**Testo della pagina**
↓

Da quanto sopra deriva la ritualità della notificazione della sentenza di prime cure, eseguita dall’odierno controricorrente il 30.5.2019 all’indirizzo PEC dell’Agenzia delle Dogane e Monopoli risultante dal Registro delle PP.AA. (cfr. pag. 3 della sentenza impugnata) e la correttezza della statuizione di inammissibilità del gravame assunta dalla Corte distrettuale, posto che lo stesso era stato proposto con ricorso depositato il 20.9.2019, successivamente, dunque, alla scadenza del termine di 30 giorni dalla notificazione della decisione di primo grado, previsto dall’art. 325 c.p.c.
Il rigetto del primo motive implica l’assorbimento del secondo, con il quale l’Agenzia ricorrente lamenta la violazione degli art. 81 c.p.c. e 23 della Legge n. 689 del 1981, in relazione all’art. 360, primo comma, nn. 3 e 4, c.p.c. Ad avviso della ricorrente, infatti, la Corte di Appello avrebbe erroneamente affermato che la legittimazione ad impugnare la decisione di prima istanza spettava all’articolazione territoriale che aveva emesso l’ordinanza impugnata dal C., poiché la riforma del Ministero delle Finanze e dell’Amministrazione fiscal operata con D. Lgs. n. 300 del 2019 aveva previsto che solo le Agenzie sono dotate di personalità giuridica di diritto pubblico, mentre le loro articolazioni territoriali non hanno soggettività giuridica nè autonomia funzionale.
Una volta, invero, confermata la statuizione di inammissibilità dell’appello contenuta nella sentenza impugnata, ogni questione relativa alla legittimazione del soggetto che, in concreto, aveva proposto il gravame diviene del tutto ininfluente ai fini della decisione.
In definitiva, il ricorso va rigettato.
Le spese del presente giudizio di legittimità, liquidate come da dispositivo, seguono la soccombenza.
Stante il tenore della pronuncia, va dato atto –ai sensi dell’art. 13, comma 1-quater, del D.P.R. n. 115 del 2002– della sussistenza dei presupposti processuali per il versamento di un ulteriore importo a titolo contributo unificato, pari a quello previsto per la proposizione dell’impugnazione, se dovuto.
P.Q.M.
La Corte rigetta il ricorso e condanna la parte ricorrente al pagamento, in favore della parte controricorrente, delle spese del presente giudizio di legittimità, che liquida in € 3.200, di cui € 200 per esborsi, oltre rimborso delle spese generali, nella misura del 15%, iva, cassa avvocati ed accessori tutti come per legge.
Ai sensi dell’art. 13, comma 1-quater, del D.P.R. n. 115 del 2002, dà atto della sussistenza dei presupposti processuali per il versamento, da parte del ricorrente, di un ulteriore importo a titolo di contributo unificato pari a quello previsto per il ricorso, a norma del comma 1-bis dello stesso art. 13, se dovuto.

↑

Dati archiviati
↓

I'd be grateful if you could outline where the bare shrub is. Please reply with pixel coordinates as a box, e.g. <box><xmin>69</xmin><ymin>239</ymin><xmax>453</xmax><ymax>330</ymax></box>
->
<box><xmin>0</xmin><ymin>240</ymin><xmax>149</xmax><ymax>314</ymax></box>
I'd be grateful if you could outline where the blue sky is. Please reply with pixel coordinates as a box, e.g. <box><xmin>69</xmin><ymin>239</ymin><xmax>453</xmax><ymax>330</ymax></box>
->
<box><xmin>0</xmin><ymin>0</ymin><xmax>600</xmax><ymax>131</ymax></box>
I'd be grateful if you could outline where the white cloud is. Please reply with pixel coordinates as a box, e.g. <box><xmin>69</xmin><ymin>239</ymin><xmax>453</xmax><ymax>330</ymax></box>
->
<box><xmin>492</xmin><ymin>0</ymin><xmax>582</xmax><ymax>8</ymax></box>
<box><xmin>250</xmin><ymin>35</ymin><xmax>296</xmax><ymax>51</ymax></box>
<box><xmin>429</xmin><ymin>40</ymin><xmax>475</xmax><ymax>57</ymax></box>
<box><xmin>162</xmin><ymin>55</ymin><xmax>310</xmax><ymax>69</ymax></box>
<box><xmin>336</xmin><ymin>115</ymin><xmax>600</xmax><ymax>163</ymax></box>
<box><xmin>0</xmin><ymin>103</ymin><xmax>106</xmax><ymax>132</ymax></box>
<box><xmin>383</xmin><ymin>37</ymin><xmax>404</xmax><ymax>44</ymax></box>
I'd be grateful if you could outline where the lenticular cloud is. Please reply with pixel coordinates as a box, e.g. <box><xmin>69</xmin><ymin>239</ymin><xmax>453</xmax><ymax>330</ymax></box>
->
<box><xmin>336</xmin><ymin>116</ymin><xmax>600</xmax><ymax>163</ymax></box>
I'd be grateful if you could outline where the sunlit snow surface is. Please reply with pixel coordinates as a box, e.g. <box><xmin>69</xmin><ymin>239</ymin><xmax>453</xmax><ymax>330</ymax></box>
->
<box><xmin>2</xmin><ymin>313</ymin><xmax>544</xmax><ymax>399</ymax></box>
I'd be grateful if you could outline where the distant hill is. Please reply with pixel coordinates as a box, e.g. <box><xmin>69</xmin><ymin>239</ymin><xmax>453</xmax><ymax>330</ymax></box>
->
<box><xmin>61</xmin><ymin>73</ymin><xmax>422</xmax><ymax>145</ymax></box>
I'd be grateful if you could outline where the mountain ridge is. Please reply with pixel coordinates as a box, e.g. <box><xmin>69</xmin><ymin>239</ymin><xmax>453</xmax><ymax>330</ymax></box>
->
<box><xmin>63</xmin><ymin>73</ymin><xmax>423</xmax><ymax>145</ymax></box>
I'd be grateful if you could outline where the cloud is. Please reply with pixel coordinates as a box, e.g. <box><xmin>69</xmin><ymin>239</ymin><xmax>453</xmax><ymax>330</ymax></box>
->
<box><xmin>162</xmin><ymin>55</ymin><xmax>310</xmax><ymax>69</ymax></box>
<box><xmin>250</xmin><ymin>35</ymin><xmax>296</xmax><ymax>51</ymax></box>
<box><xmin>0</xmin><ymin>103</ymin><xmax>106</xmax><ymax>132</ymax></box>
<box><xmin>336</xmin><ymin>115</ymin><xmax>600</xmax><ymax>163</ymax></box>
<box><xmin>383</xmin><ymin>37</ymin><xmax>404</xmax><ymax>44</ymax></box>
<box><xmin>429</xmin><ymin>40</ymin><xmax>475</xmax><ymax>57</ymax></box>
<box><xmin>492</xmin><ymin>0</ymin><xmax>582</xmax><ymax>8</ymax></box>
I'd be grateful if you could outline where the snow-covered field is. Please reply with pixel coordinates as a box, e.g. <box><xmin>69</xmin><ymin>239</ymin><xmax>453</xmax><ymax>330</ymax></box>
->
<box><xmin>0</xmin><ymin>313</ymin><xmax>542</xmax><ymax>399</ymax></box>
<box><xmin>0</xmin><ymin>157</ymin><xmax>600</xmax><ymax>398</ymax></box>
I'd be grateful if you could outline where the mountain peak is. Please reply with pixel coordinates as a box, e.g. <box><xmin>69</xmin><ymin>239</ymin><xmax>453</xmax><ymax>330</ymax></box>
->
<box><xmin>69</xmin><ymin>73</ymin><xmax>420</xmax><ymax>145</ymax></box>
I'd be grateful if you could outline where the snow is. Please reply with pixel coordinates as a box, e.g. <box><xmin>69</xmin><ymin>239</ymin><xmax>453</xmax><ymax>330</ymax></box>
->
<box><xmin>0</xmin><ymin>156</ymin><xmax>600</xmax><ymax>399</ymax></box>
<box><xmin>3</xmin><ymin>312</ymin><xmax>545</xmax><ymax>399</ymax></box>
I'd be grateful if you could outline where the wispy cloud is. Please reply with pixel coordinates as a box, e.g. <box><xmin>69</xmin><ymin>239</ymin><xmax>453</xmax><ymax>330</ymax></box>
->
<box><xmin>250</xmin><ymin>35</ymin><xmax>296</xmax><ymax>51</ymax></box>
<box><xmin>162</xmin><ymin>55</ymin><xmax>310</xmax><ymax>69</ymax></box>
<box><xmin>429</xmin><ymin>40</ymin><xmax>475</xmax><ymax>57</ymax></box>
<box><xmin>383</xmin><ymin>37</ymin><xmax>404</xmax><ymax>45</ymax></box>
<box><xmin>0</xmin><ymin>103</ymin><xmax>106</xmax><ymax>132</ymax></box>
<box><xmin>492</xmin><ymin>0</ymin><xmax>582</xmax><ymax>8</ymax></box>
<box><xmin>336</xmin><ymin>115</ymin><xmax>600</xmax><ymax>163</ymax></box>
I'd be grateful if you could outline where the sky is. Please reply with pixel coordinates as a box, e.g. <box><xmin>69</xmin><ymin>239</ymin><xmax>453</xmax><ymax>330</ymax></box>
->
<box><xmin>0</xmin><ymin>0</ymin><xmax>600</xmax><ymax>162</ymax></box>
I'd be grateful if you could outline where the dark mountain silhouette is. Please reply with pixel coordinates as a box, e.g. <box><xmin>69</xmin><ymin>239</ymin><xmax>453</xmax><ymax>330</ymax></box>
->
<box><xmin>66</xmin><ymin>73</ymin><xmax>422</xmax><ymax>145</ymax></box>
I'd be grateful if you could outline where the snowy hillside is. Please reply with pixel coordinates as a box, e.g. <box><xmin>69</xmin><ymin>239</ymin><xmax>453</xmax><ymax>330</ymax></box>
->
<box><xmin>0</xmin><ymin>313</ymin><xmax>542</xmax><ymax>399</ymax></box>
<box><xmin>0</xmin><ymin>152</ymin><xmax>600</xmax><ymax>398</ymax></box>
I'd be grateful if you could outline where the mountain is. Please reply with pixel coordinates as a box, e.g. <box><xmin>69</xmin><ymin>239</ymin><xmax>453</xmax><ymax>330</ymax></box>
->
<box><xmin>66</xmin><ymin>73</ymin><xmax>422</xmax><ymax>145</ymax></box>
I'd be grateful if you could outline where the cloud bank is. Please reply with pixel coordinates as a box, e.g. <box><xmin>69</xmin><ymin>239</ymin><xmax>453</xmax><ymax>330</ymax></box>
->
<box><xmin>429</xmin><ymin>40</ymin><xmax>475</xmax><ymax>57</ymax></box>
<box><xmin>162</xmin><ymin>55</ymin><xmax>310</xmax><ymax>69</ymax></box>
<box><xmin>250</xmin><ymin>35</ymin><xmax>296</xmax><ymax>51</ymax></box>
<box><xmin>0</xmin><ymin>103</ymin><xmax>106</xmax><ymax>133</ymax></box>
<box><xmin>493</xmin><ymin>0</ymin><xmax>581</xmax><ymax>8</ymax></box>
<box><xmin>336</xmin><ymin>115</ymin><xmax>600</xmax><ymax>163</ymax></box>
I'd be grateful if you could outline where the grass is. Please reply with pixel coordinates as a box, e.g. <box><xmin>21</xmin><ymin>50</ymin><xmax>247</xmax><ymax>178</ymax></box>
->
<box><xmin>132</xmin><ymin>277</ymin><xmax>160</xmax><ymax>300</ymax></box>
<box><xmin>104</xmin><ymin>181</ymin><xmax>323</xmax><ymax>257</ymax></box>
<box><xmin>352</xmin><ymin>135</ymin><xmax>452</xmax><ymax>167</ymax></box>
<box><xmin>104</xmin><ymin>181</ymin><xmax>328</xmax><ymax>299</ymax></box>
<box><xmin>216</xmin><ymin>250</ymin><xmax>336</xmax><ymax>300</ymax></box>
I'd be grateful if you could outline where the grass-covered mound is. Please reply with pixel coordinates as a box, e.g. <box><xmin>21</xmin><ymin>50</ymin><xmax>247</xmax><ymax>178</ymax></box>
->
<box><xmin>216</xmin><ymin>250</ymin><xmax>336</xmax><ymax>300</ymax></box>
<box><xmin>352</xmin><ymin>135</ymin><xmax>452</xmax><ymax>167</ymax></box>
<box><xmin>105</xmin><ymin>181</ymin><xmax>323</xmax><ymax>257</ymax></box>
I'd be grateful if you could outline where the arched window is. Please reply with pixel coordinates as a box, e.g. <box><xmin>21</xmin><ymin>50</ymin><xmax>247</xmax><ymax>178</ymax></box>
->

↑

**Consegna 1**
Modifica il passo del testo della pagina compreso tra "Una volta, invero, confermata" e "fini della decisione.", estremi inclusi, sostituendo "ininfluente" con "irrilevante".
**Consegna 2**
Riscrivi in forma più breve il paragrafo del testo della pagina che comincia con "Il rigetto del primo", conservandone i fatti principali.
I record costituiscono materiale a sé, distinto dal testo della pagina.

**Risposta 1**
Una volta, invero, confermata la statuizione di inammissibilità dell’appello contenuta nella sentenza impugnata, ogni questione relativa alla legittimazione del soggetto che, in concreto, aveva proposto il gravame diviene del tutto irrilevante ai fini della decisione.

**Risposta 2**
Il rigetto del primo motivo assorbe il secondo. In questo l'Agenzia ricorrente denuncia la violazione dell'art. 81 c.p.c. e dell'art. 23 della Legge n. 689 del 1981, in relazione all'art. 360, primo comma, nn. 3 e 4, c.p.c. Secondo la ricorrente, la Corte di Appello avrebbe sbagliato ad attribuire la legittimazione a impugnare la decisione di prima istanza all'articolazione territoriale che aveva emesso l'ordinanza. La riforma del Ministero delle Finanze operata con il D. Lgs. n. 300 del 2019 riconosce infatti personalità giuridica di diritto pubblico solo alle Agenzie. Le loro articolazioni territoriali non hanno soggettività giuridica né autonomia funzionale.